───── Records for this task ─────

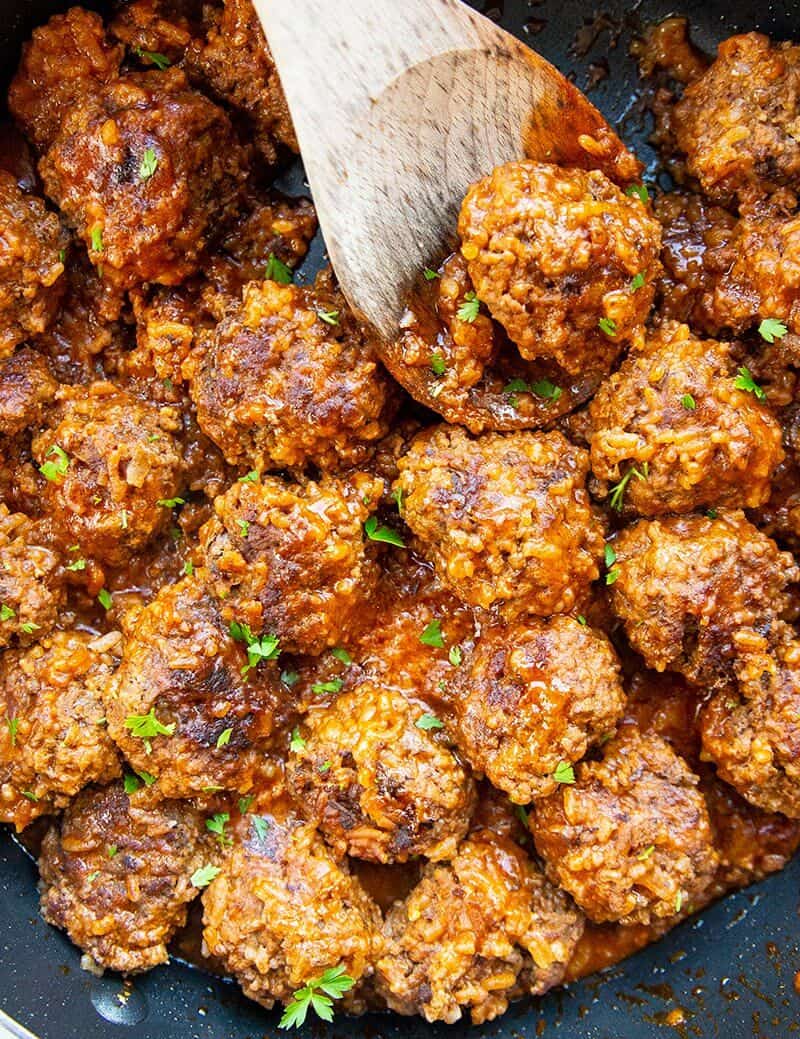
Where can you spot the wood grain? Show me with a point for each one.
(399, 106)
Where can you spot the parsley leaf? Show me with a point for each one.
(147, 727)
(745, 381)
(469, 309)
(55, 471)
(204, 876)
(432, 635)
(771, 329)
(564, 773)
(277, 270)
(385, 534)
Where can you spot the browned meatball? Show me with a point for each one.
(67, 59)
(673, 426)
(691, 590)
(31, 264)
(278, 385)
(505, 517)
(234, 62)
(631, 838)
(53, 741)
(292, 560)
(144, 170)
(202, 723)
(738, 123)
(26, 388)
(475, 933)
(31, 580)
(116, 875)
(695, 254)
(532, 697)
(284, 910)
(111, 465)
(751, 731)
(563, 259)
(380, 786)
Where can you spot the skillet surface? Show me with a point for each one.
(729, 973)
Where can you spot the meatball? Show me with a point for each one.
(144, 170)
(111, 464)
(631, 840)
(476, 932)
(531, 698)
(380, 787)
(563, 260)
(235, 64)
(26, 388)
(738, 123)
(505, 517)
(31, 580)
(692, 590)
(289, 378)
(116, 875)
(284, 910)
(31, 264)
(291, 559)
(67, 59)
(180, 707)
(751, 730)
(54, 741)
(696, 252)
(673, 418)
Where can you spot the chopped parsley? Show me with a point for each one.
(469, 309)
(771, 329)
(618, 490)
(745, 381)
(204, 876)
(317, 995)
(428, 721)
(55, 471)
(147, 727)
(432, 635)
(149, 164)
(381, 533)
(277, 270)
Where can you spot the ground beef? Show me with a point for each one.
(672, 424)
(630, 840)
(751, 730)
(31, 580)
(692, 590)
(554, 255)
(504, 516)
(111, 464)
(182, 666)
(292, 560)
(116, 875)
(278, 385)
(531, 697)
(54, 741)
(32, 243)
(284, 910)
(738, 124)
(67, 59)
(27, 388)
(144, 170)
(475, 933)
(380, 787)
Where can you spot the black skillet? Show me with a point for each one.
(728, 974)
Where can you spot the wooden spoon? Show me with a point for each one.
(399, 105)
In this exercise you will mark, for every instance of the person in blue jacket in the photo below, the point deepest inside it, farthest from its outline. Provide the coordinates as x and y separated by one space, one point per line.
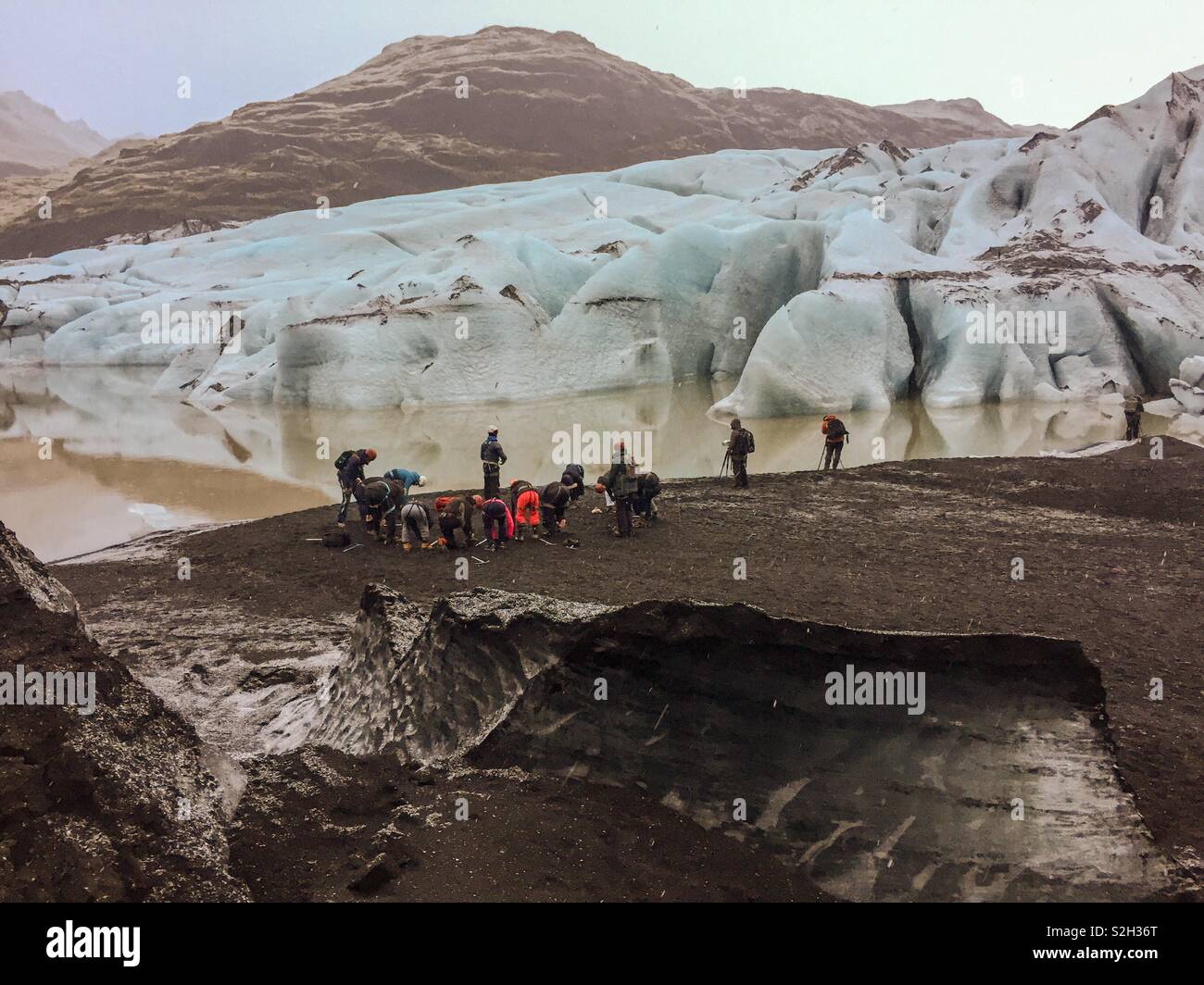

─────

Turn every item above into a numbered list, dropping any blank lines and leaving out the pictures.

1. Where can you spot the wood grain? Show me with a point for each one.
2. (399, 106)
3. Where can you spot the parsley leaf? Show me with a point for each one.
4. (147, 727)
5. (745, 381)
6. (469, 309)
7. (55, 471)
8. (204, 876)
9. (432, 635)
10. (771, 329)
11. (564, 773)
12. (277, 270)
13. (385, 534)
14. Where can you spot the browned meatball? Show me with a point for each one.
15. (67, 59)
16. (673, 426)
17. (691, 590)
18. (31, 264)
19. (278, 385)
20. (505, 517)
21. (234, 62)
22. (631, 838)
23. (53, 741)
24. (292, 560)
25. (144, 170)
26. (202, 723)
27. (738, 123)
28. (26, 388)
29. (475, 933)
30. (31, 580)
31. (116, 875)
32. (695, 254)
33. (532, 697)
34. (284, 910)
35. (111, 465)
36. (751, 731)
37. (563, 259)
38. (380, 786)
39. Where can you spot the skillet surface? Show me with a point for each one.
40. (729, 973)
41. Where can you spot the meatball? Show me with a point for each one.
42. (144, 170)
43. (111, 464)
44. (631, 840)
45. (476, 932)
46. (531, 698)
47. (380, 787)
48. (563, 260)
49. (235, 64)
50. (26, 388)
51. (738, 123)
52. (505, 517)
53. (31, 580)
54. (692, 590)
55. (289, 378)
56. (116, 875)
57. (284, 910)
58. (31, 264)
59. (291, 559)
60. (67, 59)
61. (180, 707)
62. (751, 730)
63. (54, 741)
64. (696, 252)
65. (673, 418)
66. Where can you spot the chopped parsley? Show me with a point for each one.
67. (469, 309)
68. (771, 329)
69. (618, 490)
70. (745, 381)
71. (204, 876)
72. (317, 995)
73. (428, 721)
74. (55, 471)
75. (147, 727)
76. (432, 635)
77. (149, 164)
78. (381, 533)
79. (277, 270)
80. Where can you spot the ground beef? Show me with a point for each one.
81. (672, 424)
82. (630, 840)
83. (751, 730)
84. (31, 580)
85. (692, 590)
86. (554, 255)
87. (504, 516)
88. (111, 464)
89. (182, 666)
90. (292, 560)
91. (116, 875)
92. (278, 385)
93. (531, 697)
94. (54, 741)
95. (32, 243)
96. (284, 910)
97. (738, 124)
98. (67, 59)
99. (27, 388)
100. (144, 170)
101. (475, 933)
102. (380, 787)
103. Where can you spot the black skillet? Show me with a point for each one.
104. (728, 974)
105. Where can you spot the wooden spoon? Show me with a point for each one.
106. (399, 105)
107. In this exercise you will mark, for every instance of the person in blue jacket in the photo below, the point deepest inside it, farthest from its outline. Provide the coordinates as x and y separated by one space, one point per line.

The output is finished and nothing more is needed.